- Extract provided:
Romania Penal Code
Romania introduced its new Penal Code in 1978. It was
somewhat
less draconian than the two previous penal codes
promulgated during
the early period of communist rule, in 1948 and 1968. The
new code
had a major impact on crime and punishment. It reduced the
overall
number of indictable offenses, introduced lighter
sentences, and
established a more flexible approach toward the treatment
of
offenders, juvenile offenders in particular. It mandated
rehabilitation instead of prison sentences in many cases.
The greater emphasis on socialist legality, or the rule
of law
over adherence to the political dictates of the PCR
evident in the
1978 penal code, did little to change the PCR's attitude
toward the
phenomenon of political crime. Although officials denied
it,
estimates indicated that as many as thirty prisoners
remained
incarcerated for political "crimes" after the government's
January
1988 amnesty. Human rights groups reported that this
estimate
represented only a fraction of the total number of cases,
as many
more prisoners with political motivation had been
convicted of
common crimes or of attempting to leave the country
illegally.
Political prisoners were customarily tried and convicted
in
military courts. Articles 166 and 167 of the Penal Code
were used
to charge Romanian dissidents as criminals for calling on
the
regime to respect the civil and human rights outlined in
the
Constitution or for granting interviews to foreign
reporters to
discuss the regime's repressive nature
(see Dissidence
, this ch.).
They could receive sentences of from five to fifteen years
for
disseminating "propaganda against the socialist order,"
for "any
action aimed at changing the socialist order or from which
a danger
to the security of the state may result," or for
"slandering the
state."

- What is asked:
1. Do these statements agree with the passage on Romania's Penal Code? Answer yes or no for each, quoting the words from the passage that decide it. (a) The 1978 code cut the overall number of indictable offenses. (b) Political prisoners were usually tried in civilian courts. (c) Officials confirmed the estimate of political prisoners held after the January 1988 amnesty.
2. Continue the passage on Romania's Penal Code from its last sentence.

- Records from a dataset:
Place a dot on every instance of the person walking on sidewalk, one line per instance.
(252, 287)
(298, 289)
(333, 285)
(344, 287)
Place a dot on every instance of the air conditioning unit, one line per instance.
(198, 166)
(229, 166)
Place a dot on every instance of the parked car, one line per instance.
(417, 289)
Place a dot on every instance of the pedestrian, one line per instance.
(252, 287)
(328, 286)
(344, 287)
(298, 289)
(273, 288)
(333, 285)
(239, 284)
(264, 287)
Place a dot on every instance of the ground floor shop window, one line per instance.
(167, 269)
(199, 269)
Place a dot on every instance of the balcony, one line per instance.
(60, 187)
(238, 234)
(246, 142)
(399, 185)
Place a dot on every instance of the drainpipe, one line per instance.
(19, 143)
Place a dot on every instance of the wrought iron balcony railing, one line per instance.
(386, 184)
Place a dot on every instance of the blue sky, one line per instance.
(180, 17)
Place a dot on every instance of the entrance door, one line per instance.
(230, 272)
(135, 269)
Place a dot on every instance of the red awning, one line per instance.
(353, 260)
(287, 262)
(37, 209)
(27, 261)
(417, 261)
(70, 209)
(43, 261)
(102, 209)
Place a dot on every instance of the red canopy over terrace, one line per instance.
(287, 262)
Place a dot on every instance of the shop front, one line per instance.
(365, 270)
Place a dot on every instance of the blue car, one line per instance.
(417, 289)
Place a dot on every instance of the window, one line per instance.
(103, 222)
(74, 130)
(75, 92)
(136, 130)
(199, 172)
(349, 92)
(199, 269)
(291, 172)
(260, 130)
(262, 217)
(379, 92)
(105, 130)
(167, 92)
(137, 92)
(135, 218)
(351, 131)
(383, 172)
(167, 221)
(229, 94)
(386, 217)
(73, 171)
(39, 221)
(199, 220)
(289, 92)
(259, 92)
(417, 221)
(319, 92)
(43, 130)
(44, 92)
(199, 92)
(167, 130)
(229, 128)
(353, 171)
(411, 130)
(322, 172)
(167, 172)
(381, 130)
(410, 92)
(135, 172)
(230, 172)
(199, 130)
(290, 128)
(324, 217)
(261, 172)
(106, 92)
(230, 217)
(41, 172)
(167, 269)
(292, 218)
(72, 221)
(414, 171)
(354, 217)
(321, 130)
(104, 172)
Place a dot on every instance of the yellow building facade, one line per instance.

* * *

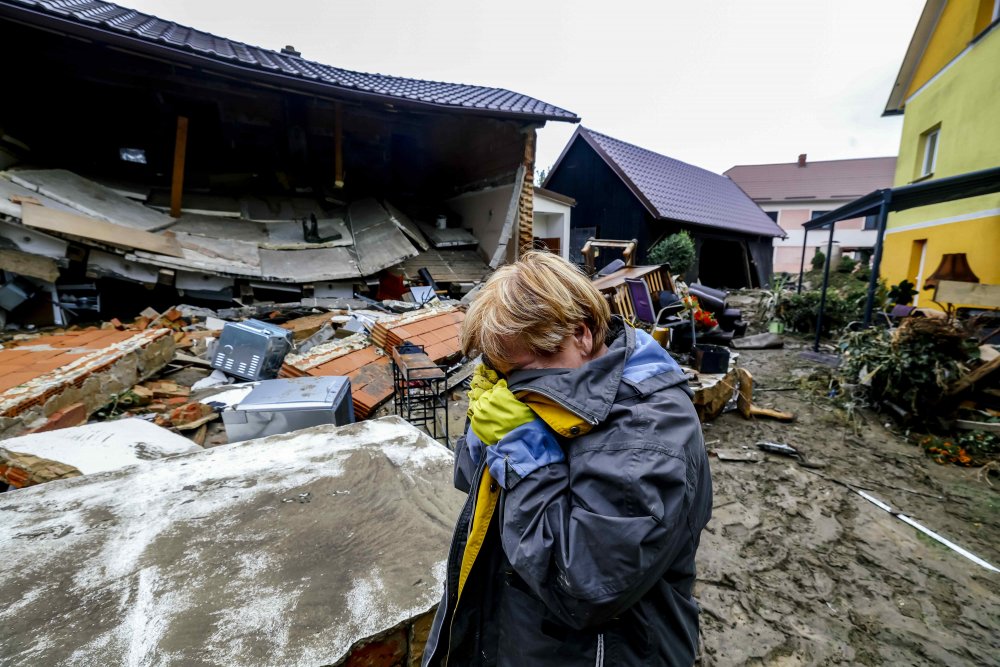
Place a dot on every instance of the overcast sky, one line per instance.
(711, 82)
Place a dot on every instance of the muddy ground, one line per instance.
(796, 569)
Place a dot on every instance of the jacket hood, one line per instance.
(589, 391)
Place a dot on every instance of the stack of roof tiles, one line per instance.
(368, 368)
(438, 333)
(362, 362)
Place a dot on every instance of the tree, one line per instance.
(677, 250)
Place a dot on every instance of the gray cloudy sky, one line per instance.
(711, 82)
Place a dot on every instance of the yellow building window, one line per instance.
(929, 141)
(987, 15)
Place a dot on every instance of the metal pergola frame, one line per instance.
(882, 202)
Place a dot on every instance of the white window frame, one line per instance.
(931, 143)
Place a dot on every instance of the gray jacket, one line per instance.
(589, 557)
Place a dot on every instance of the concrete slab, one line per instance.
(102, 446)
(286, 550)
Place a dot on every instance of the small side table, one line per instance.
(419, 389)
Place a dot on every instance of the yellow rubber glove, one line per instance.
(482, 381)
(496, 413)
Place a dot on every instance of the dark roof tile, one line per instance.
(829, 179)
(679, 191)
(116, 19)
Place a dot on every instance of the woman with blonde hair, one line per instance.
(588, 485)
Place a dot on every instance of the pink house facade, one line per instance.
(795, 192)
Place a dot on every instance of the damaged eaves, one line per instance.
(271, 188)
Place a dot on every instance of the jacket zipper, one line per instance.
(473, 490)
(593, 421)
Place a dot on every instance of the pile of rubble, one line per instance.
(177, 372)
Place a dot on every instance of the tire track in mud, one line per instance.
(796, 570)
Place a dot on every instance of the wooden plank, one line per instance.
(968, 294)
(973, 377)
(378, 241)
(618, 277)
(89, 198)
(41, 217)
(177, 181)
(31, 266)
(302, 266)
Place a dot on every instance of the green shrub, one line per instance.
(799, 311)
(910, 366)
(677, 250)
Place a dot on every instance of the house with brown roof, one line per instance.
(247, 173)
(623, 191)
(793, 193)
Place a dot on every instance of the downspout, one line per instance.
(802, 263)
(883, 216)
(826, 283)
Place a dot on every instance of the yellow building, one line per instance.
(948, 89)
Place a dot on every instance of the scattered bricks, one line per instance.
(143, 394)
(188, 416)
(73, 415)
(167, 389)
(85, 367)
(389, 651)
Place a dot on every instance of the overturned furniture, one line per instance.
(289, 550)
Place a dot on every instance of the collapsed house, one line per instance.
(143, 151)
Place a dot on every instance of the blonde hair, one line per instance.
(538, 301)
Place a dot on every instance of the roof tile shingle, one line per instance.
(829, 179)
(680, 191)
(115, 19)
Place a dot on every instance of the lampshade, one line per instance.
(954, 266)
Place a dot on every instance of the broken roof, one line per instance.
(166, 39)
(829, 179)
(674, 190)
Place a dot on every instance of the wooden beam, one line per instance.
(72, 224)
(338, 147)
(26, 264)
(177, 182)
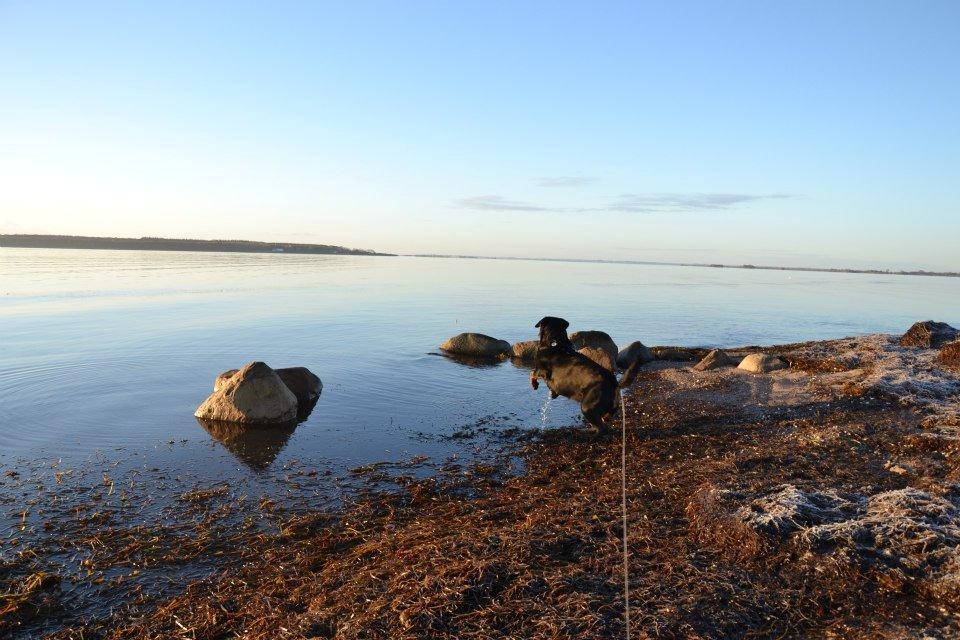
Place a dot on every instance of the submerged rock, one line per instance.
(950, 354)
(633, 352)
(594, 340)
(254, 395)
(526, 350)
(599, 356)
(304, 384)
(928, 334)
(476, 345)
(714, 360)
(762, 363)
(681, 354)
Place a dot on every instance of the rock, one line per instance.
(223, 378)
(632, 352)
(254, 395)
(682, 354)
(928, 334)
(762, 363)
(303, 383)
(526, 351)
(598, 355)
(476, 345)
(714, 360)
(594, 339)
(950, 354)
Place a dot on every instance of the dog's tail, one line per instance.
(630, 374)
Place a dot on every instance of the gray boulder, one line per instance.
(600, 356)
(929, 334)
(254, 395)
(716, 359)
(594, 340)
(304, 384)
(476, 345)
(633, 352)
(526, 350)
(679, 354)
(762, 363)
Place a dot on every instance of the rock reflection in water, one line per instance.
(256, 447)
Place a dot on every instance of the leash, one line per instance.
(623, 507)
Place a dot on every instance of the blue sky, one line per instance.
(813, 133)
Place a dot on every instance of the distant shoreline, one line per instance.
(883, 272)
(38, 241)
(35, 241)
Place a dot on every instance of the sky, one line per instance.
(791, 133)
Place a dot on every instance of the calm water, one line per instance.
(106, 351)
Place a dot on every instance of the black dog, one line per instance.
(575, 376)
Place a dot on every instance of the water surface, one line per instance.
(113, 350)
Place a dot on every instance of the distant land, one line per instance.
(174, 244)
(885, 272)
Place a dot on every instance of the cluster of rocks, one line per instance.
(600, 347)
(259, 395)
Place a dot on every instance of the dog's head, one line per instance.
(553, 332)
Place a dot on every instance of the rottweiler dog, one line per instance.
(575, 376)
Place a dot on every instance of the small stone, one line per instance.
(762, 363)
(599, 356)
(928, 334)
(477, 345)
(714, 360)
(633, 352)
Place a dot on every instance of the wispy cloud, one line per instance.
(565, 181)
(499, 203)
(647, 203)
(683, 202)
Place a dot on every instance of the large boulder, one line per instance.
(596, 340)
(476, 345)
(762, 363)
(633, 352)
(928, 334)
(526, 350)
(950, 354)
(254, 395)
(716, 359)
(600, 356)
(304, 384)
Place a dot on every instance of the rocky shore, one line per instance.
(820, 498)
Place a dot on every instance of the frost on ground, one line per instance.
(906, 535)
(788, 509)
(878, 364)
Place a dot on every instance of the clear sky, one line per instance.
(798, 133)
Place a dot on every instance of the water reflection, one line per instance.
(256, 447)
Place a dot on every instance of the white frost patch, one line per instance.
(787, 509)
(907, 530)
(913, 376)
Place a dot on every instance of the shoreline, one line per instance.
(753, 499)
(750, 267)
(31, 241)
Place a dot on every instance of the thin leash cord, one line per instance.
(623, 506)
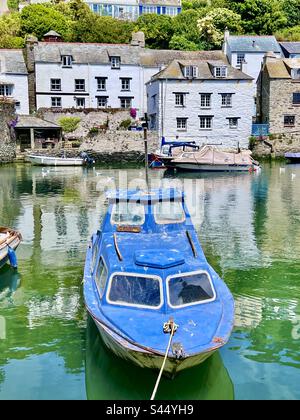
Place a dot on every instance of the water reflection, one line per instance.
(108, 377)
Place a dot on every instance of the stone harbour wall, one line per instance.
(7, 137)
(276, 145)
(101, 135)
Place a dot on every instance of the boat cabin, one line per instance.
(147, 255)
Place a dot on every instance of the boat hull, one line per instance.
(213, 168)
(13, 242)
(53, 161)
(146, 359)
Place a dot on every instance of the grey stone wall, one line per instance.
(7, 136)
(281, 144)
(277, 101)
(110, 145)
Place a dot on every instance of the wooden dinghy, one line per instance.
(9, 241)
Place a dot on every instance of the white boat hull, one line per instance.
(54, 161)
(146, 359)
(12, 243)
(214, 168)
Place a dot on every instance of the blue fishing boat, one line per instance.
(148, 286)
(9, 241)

- Answers to each task:
1.
(a) Yes: "It reduced the overall number of indictable offenses"
(b) No: "Political prisoners were customarily tried and convicted in military courts."
(c) No: "Although officials denied it"

2.
Under the 1978 Penal Code, a system of release on bail
for
those accused of minor crimes was established. Previously
bail was
granted only to foreigners, who were required to post it
in hard
currency. First offenders were punished by disciplinary or
administrative actions and court-ordered fines. Courts
could order
corrective labor under the supervision of a specific
industrial or
agricultural enterprise and mandate an automatic 15 to 20
percent
reduction in the salary of an offender. For other
misdemeanors, the
courts could order an offender to be placed on probation
under
police (militia) supervision for up to five years. Minors
between
fourteen and twenty-one years of age were tried by a
collective
comprising the leaders of the school or enterprise where
they
studied or worked, UTC representatives, and a judge or
other
representative of the local procuratura. As a rule,
convicted
juveniles served a term of supervised labor in
correctional homes
called "special training institutes." Only minors with a
prior
record of offenses could be sentenced to a prison term,
and they
were supposed to be segregated from older inmates. The
1978 Penal
Code reduced the number of offenses punishable by death
from
twenty-eight under the 1968 penal code to just a few
serious crimes
including first-degree murder, air piracy, treason, and
espionage.
It imposed a maximum sentence of twenty years in prison
for all
offenses. Misdemeanors were expunged from the 1978 Penal
Code and
formed into a separate Code on Minor Violations of the
Law, leaving
only felony offenses in the Penal Code.
Beginning in the 1970s, the Council of State announced
an
amnesty program approximately every other year. Generally,
prisoners serving less than three years or with less than
three
years remaining on longer sentences were freed, and the
sentences
of prisoners serving more than three years were reduced.
The
government reportedly released 90 percent of those in
prison or
awaiting trial through an amnesty announced in January
1988.
Amnesties may have been intended to alleviate chronic
labor
shortages or to clear prisons crowded by strict law
enforcement.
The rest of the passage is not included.